Please count how many lines in the entries below contain the word "wall". Reply with the number alone.

(Stored items)
::::

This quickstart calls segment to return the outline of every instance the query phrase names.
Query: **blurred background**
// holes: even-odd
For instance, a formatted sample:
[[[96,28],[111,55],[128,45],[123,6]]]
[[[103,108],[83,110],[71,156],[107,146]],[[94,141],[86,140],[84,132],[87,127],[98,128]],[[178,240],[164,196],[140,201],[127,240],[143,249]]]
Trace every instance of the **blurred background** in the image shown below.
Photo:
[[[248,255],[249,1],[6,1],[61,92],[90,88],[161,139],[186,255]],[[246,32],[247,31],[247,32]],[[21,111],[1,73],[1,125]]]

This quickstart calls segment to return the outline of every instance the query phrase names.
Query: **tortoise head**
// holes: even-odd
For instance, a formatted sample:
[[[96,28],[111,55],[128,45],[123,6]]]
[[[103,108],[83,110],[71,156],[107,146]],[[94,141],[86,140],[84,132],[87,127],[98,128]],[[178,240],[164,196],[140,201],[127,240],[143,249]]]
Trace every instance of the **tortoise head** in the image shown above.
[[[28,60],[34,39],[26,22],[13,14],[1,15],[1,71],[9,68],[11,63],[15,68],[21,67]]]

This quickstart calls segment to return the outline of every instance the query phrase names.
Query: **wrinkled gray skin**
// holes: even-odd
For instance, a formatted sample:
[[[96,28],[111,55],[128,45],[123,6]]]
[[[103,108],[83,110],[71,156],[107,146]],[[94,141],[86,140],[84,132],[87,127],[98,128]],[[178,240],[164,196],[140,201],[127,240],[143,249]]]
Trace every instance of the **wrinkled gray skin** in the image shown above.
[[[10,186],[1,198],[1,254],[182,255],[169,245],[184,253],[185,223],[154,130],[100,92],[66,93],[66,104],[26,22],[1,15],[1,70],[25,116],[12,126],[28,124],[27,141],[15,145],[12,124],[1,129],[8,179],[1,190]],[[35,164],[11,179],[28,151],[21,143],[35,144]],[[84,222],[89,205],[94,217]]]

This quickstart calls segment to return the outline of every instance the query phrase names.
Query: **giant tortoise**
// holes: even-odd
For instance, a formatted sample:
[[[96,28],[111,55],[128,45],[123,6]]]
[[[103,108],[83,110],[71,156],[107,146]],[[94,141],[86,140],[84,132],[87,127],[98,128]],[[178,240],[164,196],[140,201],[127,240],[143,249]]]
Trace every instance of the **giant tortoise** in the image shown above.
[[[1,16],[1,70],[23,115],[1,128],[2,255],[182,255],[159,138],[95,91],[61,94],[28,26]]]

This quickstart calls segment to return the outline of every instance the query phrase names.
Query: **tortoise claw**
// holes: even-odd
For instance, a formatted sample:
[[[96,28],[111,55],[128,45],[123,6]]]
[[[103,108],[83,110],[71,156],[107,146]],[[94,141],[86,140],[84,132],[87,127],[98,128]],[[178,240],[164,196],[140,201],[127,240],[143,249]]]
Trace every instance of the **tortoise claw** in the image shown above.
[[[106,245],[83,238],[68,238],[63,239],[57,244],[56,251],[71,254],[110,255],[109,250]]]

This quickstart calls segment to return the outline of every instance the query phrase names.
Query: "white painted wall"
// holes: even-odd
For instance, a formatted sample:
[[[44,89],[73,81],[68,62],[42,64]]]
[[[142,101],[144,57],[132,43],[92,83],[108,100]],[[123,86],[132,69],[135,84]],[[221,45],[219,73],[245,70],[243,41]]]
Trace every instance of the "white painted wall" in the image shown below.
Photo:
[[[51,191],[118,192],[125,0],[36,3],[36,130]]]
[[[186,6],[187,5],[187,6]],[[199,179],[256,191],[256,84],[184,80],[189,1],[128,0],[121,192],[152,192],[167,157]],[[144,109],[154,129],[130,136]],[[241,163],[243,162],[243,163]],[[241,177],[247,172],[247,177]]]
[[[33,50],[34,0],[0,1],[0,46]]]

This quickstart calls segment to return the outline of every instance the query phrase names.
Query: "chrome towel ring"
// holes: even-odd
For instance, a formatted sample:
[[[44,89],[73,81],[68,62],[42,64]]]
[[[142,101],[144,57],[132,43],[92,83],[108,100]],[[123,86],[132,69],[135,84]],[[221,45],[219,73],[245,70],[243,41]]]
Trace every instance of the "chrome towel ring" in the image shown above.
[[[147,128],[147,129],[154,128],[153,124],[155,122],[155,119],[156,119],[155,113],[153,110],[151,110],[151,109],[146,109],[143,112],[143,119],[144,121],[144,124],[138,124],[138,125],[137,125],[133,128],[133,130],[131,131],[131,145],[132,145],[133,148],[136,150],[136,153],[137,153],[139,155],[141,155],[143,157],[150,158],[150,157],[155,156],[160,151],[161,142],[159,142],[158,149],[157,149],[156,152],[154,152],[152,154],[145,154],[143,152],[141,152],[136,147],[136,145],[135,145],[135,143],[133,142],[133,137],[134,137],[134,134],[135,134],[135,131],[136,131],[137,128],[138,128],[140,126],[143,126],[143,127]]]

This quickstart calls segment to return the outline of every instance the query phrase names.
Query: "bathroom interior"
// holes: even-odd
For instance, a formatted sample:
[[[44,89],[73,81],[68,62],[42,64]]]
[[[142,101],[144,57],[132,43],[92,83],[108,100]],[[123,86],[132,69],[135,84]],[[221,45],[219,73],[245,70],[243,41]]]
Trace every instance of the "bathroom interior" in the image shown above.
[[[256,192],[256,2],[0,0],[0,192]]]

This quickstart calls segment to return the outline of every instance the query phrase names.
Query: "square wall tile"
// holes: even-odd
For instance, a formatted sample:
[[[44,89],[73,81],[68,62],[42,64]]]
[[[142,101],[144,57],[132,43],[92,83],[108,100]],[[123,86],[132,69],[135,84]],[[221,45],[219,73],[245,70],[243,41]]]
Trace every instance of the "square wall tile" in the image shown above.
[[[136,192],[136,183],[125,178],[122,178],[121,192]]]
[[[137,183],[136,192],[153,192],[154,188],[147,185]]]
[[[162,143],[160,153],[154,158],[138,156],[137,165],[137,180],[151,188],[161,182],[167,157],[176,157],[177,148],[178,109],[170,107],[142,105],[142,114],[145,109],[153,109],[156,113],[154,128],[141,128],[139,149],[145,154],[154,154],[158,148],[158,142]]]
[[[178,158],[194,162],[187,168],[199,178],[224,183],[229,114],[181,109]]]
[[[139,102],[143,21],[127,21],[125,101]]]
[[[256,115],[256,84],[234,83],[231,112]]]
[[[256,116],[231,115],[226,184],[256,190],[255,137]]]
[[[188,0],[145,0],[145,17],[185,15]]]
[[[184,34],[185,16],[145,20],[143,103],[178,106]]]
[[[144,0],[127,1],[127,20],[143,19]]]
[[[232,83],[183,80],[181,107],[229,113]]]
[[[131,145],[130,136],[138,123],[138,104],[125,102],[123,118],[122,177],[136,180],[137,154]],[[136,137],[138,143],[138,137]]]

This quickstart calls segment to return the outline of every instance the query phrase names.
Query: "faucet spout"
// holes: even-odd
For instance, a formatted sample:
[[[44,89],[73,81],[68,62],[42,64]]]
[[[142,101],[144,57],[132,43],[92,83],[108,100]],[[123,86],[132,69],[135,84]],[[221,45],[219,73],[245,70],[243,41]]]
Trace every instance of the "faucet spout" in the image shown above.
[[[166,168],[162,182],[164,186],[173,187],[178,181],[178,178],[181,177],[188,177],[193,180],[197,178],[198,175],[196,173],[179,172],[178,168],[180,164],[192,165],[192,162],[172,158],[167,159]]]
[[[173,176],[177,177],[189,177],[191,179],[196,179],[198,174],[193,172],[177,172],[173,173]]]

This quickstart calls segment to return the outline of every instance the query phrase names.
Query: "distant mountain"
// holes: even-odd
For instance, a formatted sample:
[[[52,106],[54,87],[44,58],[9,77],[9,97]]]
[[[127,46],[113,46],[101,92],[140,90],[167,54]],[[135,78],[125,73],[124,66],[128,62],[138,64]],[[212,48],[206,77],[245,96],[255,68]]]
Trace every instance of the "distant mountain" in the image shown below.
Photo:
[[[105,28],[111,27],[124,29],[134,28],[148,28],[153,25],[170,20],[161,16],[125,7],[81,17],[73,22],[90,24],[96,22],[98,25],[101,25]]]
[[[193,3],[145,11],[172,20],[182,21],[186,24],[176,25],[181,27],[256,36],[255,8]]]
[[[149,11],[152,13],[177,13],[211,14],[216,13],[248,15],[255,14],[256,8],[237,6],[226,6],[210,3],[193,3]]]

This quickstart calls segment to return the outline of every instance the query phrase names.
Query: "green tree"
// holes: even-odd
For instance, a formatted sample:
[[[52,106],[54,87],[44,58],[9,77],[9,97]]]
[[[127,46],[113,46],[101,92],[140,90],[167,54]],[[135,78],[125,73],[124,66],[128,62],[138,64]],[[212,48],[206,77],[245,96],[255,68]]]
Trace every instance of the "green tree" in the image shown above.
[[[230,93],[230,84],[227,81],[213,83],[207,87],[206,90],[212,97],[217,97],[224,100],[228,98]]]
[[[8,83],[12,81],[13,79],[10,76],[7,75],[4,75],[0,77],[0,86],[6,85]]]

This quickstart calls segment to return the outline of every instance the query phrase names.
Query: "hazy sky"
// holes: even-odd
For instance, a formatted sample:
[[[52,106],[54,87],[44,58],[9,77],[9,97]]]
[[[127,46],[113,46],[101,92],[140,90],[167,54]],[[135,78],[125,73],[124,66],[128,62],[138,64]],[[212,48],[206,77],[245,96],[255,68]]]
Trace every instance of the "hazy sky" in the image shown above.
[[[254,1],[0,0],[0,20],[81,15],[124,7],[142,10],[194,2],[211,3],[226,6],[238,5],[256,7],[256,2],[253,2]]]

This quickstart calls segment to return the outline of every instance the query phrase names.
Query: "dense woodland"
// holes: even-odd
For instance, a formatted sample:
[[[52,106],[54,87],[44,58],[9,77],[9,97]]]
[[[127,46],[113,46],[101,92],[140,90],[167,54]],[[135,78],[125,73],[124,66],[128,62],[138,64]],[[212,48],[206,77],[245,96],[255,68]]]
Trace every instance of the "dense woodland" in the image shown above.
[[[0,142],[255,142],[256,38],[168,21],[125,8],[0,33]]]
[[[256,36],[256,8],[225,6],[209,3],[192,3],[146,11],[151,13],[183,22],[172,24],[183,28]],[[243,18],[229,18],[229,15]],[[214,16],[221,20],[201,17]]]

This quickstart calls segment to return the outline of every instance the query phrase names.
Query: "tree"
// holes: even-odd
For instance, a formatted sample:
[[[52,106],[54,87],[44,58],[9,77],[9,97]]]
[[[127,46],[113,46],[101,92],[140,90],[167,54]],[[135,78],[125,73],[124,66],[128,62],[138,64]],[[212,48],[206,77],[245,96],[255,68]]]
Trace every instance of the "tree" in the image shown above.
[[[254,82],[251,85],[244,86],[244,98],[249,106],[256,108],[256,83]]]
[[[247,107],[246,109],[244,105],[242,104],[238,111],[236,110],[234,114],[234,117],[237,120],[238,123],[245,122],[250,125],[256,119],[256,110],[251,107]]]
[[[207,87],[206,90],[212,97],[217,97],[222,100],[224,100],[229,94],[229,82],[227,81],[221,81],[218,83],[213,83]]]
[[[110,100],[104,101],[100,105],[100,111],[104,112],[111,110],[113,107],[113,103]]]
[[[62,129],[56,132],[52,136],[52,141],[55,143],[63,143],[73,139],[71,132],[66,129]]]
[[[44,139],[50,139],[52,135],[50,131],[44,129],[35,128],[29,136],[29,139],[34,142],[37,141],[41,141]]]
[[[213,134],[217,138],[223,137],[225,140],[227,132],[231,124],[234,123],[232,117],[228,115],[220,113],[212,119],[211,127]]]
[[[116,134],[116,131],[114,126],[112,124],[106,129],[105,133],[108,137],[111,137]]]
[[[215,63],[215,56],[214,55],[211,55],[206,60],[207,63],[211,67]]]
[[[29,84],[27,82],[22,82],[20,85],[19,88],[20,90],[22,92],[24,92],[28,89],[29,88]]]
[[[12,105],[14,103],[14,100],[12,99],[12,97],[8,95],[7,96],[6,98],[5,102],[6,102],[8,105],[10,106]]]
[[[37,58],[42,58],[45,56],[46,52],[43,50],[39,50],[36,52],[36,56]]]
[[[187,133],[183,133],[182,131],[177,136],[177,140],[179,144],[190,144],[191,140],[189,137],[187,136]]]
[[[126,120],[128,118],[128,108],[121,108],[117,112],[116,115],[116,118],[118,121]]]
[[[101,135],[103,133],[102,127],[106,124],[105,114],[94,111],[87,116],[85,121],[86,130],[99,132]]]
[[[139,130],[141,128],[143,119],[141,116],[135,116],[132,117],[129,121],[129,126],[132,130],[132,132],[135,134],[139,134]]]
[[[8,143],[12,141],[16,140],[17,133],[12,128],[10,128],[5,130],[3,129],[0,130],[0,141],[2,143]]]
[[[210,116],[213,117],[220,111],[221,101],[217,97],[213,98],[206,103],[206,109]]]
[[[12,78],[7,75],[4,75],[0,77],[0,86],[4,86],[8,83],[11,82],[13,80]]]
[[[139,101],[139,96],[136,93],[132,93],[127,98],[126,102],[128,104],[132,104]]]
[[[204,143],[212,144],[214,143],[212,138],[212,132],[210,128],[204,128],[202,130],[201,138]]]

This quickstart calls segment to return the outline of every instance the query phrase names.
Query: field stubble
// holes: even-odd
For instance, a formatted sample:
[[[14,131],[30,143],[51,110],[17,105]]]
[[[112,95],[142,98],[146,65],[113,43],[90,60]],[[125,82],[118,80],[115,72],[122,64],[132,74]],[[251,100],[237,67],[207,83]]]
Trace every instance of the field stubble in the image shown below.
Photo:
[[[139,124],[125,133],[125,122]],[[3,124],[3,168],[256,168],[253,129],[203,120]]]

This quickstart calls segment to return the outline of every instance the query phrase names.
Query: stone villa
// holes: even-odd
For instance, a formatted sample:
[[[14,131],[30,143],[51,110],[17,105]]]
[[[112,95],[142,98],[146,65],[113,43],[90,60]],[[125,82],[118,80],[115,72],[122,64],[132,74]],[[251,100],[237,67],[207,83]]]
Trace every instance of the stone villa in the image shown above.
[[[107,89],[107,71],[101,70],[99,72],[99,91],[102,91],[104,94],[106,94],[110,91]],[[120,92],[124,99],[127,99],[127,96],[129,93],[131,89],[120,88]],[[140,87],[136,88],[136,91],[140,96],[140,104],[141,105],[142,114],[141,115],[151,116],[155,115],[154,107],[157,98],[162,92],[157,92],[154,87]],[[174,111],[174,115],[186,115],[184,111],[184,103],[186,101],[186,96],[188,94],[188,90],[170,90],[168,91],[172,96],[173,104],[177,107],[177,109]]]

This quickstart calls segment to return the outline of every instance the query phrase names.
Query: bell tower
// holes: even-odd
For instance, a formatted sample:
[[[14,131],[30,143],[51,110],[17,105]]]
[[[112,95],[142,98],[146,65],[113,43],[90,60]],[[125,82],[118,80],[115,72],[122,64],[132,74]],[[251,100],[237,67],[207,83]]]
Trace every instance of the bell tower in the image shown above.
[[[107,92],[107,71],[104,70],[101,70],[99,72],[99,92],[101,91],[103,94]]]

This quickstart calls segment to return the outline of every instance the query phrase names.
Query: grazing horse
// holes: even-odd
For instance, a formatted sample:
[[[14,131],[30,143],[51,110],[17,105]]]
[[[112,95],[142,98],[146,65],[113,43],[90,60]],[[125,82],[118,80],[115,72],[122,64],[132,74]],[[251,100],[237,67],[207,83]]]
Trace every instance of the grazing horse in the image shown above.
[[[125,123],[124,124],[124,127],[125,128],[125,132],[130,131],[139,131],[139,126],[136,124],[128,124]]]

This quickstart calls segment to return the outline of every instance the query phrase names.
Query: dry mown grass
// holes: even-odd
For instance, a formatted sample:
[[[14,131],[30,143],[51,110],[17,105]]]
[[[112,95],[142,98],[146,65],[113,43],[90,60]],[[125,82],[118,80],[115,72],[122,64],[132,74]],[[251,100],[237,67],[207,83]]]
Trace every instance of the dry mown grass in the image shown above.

::::

▶ [Task response] 4